* [YOUR TASK] When the listing below reaches the line that has "[locate] the street", start reproducing exactly; stop after the line that has "[locate] the conifer", and drop the pictures.

SUPPLIED ENTRIES START

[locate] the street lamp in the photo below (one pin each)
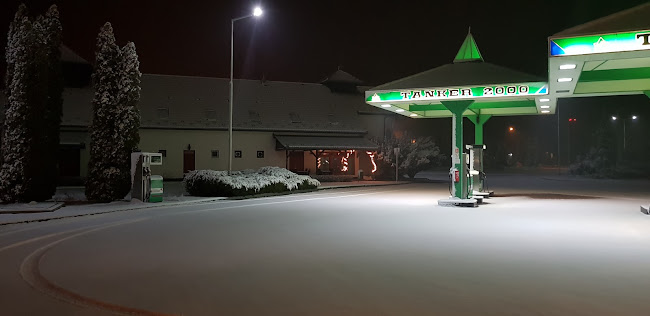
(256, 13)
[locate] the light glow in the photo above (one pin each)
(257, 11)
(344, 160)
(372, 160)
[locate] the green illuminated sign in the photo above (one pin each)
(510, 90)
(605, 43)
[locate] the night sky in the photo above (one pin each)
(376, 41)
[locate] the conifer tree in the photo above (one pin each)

SUPPLIED ENTRIES END
SUPPLIED ENTRIES START

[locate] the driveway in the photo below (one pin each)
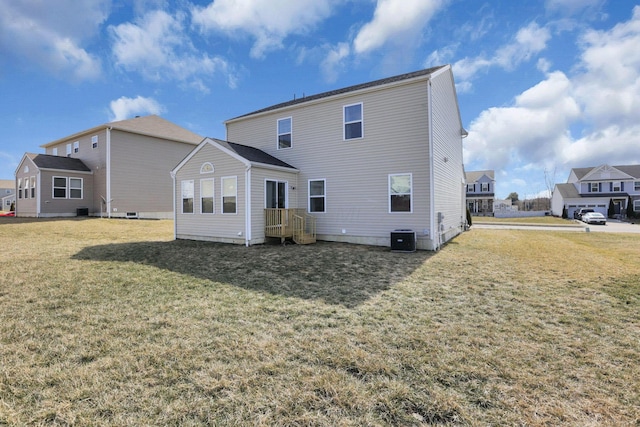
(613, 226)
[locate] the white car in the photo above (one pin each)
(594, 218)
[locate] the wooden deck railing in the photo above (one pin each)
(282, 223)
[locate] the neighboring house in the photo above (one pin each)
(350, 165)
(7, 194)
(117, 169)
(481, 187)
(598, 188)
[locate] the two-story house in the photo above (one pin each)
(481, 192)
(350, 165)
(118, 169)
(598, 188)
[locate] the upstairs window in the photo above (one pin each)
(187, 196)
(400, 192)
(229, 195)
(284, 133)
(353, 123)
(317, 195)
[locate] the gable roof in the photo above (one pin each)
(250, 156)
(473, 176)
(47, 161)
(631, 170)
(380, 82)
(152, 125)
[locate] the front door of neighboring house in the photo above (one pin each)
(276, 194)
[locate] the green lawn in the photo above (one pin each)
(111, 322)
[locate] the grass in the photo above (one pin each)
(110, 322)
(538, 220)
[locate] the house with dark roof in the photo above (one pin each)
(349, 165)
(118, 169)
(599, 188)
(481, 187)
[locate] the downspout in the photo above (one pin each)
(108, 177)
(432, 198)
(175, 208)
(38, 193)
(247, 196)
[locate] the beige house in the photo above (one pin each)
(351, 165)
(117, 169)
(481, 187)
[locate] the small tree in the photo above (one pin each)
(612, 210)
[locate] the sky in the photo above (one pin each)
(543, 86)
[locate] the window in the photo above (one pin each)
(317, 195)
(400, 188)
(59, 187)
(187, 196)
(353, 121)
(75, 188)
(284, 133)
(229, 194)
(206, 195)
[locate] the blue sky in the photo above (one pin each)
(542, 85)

SUPPLIED ENTRIES END
SUPPLIED ENTRIES START

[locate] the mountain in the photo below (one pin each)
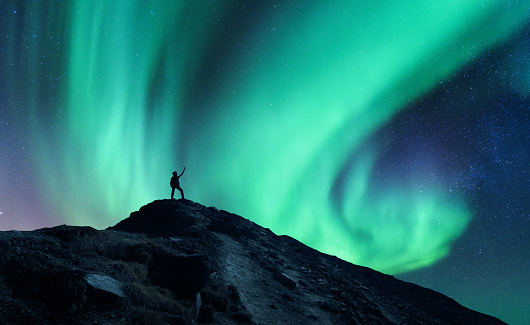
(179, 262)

SUPPLIED ENTRIES END

* [ANSWER FOR THIS EXERCISE]
[locate] the street lamp in the photo below (one pin each)
(256, 13)
[locate] the light glow in the photo above (one pin each)
(257, 11)
(344, 160)
(372, 160)
[locate] the green illuminated sign in the photo above (one pin each)
(510, 90)
(605, 43)
[locate] the night sky in the photo above (one pin each)
(376, 41)
[locate] the conifer tree in the photo above (one pin each)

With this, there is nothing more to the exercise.